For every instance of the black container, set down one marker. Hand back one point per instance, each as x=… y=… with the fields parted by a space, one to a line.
* * *
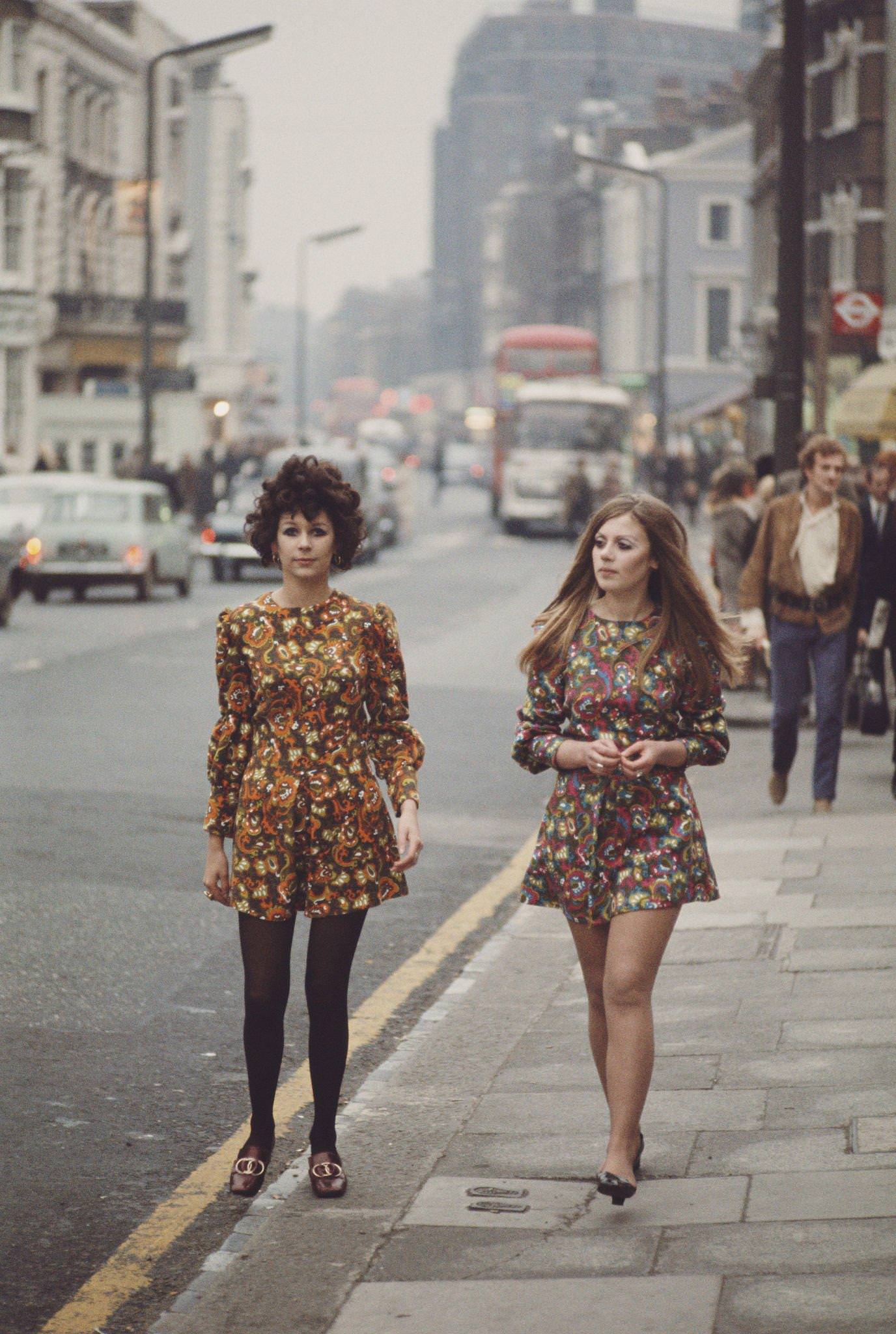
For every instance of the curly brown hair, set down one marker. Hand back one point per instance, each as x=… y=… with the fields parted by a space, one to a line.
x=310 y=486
* * *
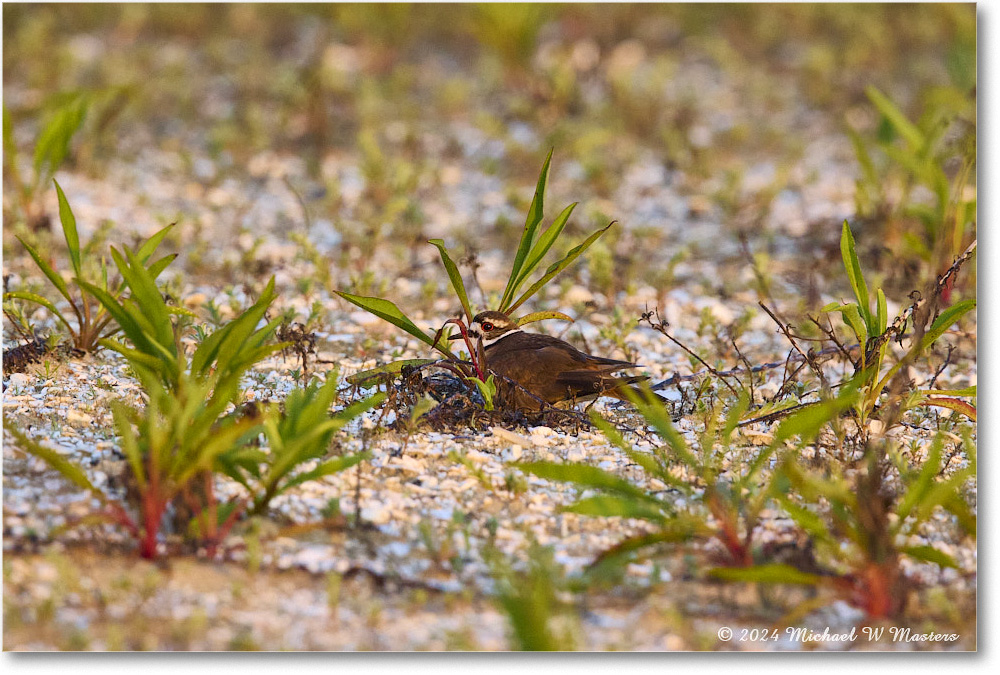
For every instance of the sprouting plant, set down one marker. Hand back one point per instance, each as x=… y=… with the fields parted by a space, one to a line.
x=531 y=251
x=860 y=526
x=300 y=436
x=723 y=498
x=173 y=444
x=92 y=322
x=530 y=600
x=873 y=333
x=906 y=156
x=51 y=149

→ **Aim of the exercise**
Identify every row above that contains the string “curly”, treating uppercase and lowercase as different, and copy each of those rows in full.

→ **Completed exercise**
For every instance of the curly brown hair, set down one marker. Hand back one point per instance, each as x=… y=… with the fields parted by a space, one to a line.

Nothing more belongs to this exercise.